## Excerpts from point annotation data
================================

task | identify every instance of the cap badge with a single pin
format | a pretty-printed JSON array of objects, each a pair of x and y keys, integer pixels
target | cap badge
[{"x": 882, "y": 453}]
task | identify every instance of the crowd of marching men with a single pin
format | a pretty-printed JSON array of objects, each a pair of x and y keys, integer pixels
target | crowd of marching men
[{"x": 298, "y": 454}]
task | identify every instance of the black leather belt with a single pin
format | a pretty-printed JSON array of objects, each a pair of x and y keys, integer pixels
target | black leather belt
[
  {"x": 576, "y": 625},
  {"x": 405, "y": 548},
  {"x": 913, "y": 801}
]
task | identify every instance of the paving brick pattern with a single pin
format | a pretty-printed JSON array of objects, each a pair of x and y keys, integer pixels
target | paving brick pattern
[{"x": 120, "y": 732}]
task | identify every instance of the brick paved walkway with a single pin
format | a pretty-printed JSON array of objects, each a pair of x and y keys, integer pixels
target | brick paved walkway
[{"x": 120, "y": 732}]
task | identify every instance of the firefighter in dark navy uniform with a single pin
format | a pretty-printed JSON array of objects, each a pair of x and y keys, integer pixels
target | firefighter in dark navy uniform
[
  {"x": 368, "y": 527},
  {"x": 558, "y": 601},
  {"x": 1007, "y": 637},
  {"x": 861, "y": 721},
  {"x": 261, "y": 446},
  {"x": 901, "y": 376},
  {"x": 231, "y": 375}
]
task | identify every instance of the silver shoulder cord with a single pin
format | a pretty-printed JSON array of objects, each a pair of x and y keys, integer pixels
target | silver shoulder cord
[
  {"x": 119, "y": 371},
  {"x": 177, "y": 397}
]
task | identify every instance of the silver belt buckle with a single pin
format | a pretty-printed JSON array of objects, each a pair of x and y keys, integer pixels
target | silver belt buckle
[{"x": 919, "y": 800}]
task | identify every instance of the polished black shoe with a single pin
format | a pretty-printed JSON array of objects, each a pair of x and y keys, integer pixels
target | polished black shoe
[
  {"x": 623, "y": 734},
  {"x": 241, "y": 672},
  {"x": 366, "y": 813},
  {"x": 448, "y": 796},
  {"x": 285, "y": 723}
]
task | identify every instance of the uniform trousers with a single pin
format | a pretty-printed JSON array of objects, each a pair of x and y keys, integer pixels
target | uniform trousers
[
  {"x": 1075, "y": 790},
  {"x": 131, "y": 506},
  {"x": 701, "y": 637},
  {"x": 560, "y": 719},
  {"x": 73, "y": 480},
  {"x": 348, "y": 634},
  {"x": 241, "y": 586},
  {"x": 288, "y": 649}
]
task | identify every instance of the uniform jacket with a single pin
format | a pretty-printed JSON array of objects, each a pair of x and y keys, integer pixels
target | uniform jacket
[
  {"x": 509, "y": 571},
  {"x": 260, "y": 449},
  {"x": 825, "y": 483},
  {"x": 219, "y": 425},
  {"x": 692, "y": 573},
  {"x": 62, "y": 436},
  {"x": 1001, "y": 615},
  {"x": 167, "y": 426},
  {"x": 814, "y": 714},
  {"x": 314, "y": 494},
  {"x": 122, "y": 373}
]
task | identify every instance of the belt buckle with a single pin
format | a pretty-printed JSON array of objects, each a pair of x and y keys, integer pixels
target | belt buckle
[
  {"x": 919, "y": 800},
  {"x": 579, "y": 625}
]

================================

Extract the whole listing, character for character.

## Solution to this exercise
task | identify every instance of the cap badge with a single pin
format | a pretty-printed JSON array of objects, each a pair of x and y keys, integer pixels
target | cap badge
[{"x": 882, "y": 453}]
task | identify every instance of the crowd of marching men with a single pin
format | a pretty-printed JSON array of objects, each a pair of x and y keys, integer pixels
target | crowd of marching men
[{"x": 298, "y": 454}]
task | identify every instance of the black leather belt with a single pin
format | a pretty-printed JSON array of objects, each a pair of x and y keys, integer pixels
target | black leather belt
[
  {"x": 576, "y": 625},
  {"x": 405, "y": 548},
  {"x": 913, "y": 801}
]
task | identify every instance of the paving brick pattern with a single pin
format | a pretty-printed JSON array of objects, each a pair of x and y keys, integer pixels
target | paving brick pattern
[{"x": 120, "y": 732}]
task | identify every instance of the brick paved walkway with a single pin
format | a pretty-printed JSON array of objects, each a pair of x and y keys, integer pixels
target | brick paved walkway
[{"x": 120, "y": 732}]
task | identify every instance of the firefighter in dark navy uniform with a single pin
format | a pretty-printed JSON array of objects, each a pair of x and y keys, integer pixels
target | firefighter in dark navy uniform
[
  {"x": 368, "y": 527},
  {"x": 558, "y": 601},
  {"x": 1007, "y": 637},
  {"x": 861, "y": 721},
  {"x": 261, "y": 446},
  {"x": 901, "y": 376},
  {"x": 231, "y": 375}
]
task | identify every instance of the silver shoulder cord with a single pin
format | a pretty-printed JSON array of objects, each a pair of x and y keys, integer pixels
target | silver shoulder cord
[
  {"x": 119, "y": 371},
  {"x": 177, "y": 397}
]
task | identify every instance of the silver belt buckle with a single pin
format | a pretty-printed JSON array of objects, each a pair of x and y keys, integer pixels
target | silver belt buckle
[{"x": 919, "y": 800}]
task | identify every instance of the polished black shoe with a single pin
format | a pretty-printed JSON array of objects, each a pair of x and y keys, integer pixels
target | polished black shoe
[
  {"x": 623, "y": 734},
  {"x": 241, "y": 672},
  {"x": 366, "y": 813},
  {"x": 448, "y": 796},
  {"x": 285, "y": 723}
]
task | identify every instance of the uniform trousers with a single pin
format | a pretty-printed JSON array of objects, each a pair of x and y keys, integer pixels
target | uniform trousers
[
  {"x": 1075, "y": 790},
  {"x": 131, "y": 506},
  {"x": 701, "y": 637},
  {"x": 560, "y": 719},
  {"x": 73, "y": 480},
  {"x": 348, "y": 634},
  {"x": 241, "y": 586},
  {"x": 288, "y": 649}
]
task | identify every instance of the uniform jacket with a single pin
format | a pretty-printed JSON array of objects, each a pair of x and y keys, integer pixels
target | uniform jacket
[
  {"x": 509, "y": 571},
  {"x": 260, "y": 449},
  {"x": 825, "y": 483},
  {"x": 219, "y": 425},
  {"x": 692, "y": 573},
  {"x": 62, "y": 436},
  {"x": 1001, "y": 615},
  {"x": 167, "y": 426},
  {"x": 814, "y": 714},
  {"x": 314, "y": 494},
  {"x": 122, "y": 373}
]
task | identify every instance of the belt buckle with a single pin
format | a pretty-printed JSON array of objects, each a pair of x and y keys, integer pixels
target | belt buckle
[
  {"x": 919, "y": 800},
  {"x": 579, "y": 625}
]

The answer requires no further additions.